◆ Exercise task
Copy the records word for word, starting at the line that contains "of the smiling" and continuing through the last line of the records.

◆ Materials provided

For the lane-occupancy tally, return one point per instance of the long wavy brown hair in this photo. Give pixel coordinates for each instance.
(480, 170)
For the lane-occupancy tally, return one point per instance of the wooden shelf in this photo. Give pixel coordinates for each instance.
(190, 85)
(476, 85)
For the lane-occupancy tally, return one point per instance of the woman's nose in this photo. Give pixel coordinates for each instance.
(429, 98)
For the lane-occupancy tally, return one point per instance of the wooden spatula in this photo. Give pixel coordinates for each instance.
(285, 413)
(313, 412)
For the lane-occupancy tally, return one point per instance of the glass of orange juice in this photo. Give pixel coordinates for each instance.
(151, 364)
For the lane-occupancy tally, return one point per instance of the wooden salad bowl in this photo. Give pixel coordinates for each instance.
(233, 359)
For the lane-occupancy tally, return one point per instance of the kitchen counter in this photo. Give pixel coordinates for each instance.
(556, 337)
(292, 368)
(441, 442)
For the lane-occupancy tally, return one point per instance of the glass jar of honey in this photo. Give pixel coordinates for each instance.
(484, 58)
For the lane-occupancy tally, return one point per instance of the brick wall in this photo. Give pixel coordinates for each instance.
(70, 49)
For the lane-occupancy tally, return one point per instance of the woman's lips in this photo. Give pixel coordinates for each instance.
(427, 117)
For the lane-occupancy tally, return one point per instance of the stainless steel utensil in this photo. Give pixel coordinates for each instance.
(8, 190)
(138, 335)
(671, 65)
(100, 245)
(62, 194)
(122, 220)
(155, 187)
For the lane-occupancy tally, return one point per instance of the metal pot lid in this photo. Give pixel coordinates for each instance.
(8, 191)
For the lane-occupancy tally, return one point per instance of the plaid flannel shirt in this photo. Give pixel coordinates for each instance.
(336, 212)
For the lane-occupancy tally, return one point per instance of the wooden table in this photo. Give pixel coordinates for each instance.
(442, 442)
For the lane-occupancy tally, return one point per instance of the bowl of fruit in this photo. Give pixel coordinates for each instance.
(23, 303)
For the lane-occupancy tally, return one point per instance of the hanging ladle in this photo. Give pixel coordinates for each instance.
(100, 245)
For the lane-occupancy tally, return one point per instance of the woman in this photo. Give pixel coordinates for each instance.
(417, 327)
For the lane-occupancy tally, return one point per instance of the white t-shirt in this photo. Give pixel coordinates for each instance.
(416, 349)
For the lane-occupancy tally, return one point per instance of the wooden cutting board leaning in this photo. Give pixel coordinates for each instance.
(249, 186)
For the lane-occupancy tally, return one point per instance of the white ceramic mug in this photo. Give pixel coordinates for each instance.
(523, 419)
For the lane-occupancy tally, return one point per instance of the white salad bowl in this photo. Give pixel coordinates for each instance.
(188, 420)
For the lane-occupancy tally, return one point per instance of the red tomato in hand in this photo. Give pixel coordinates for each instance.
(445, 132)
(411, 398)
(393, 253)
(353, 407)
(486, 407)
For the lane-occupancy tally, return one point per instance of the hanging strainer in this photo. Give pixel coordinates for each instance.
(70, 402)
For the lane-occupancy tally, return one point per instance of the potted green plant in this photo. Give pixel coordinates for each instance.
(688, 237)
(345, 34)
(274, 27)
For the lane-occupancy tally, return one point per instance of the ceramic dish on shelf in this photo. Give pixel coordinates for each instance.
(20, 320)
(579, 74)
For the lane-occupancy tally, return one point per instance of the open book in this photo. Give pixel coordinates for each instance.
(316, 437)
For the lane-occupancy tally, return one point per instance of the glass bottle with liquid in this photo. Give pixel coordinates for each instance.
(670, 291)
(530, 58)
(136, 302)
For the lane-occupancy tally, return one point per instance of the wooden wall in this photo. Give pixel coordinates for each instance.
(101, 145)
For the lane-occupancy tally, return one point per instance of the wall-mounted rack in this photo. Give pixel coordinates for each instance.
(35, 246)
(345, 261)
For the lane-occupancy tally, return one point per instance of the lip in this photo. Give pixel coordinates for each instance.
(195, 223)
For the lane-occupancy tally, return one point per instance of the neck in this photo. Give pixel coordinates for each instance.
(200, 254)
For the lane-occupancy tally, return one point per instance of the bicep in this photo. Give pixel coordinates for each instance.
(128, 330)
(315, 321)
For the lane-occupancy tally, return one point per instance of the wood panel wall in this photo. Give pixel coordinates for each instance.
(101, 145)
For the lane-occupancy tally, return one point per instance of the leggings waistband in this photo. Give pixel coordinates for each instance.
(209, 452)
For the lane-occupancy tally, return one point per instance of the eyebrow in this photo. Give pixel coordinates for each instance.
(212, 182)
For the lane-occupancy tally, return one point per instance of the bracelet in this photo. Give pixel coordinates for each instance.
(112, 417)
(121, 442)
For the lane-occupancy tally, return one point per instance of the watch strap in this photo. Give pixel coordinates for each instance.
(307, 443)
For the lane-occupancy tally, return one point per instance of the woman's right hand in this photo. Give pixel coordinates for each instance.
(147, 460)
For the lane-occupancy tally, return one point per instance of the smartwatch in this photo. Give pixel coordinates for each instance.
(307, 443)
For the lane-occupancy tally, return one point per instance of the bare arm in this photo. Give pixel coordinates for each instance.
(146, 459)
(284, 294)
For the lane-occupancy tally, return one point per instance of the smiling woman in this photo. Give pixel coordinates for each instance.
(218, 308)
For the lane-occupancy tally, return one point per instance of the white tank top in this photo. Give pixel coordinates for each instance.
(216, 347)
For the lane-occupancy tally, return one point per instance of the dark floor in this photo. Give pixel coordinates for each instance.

◆ Correct output
For the lane-occupancy tally, return one point per instance of the smiling woman in this photo. Give pixel coordinates for each instance.
(218, 308)
For the lane-occupancy tally, return one point per instance of the white tank top in this photo. Give pixel coordinates for each instance.
(216, 347)
For the lane-occupancy tally, return one point per instance of the dark floor in this photo. Give pixel coordinates for each instance.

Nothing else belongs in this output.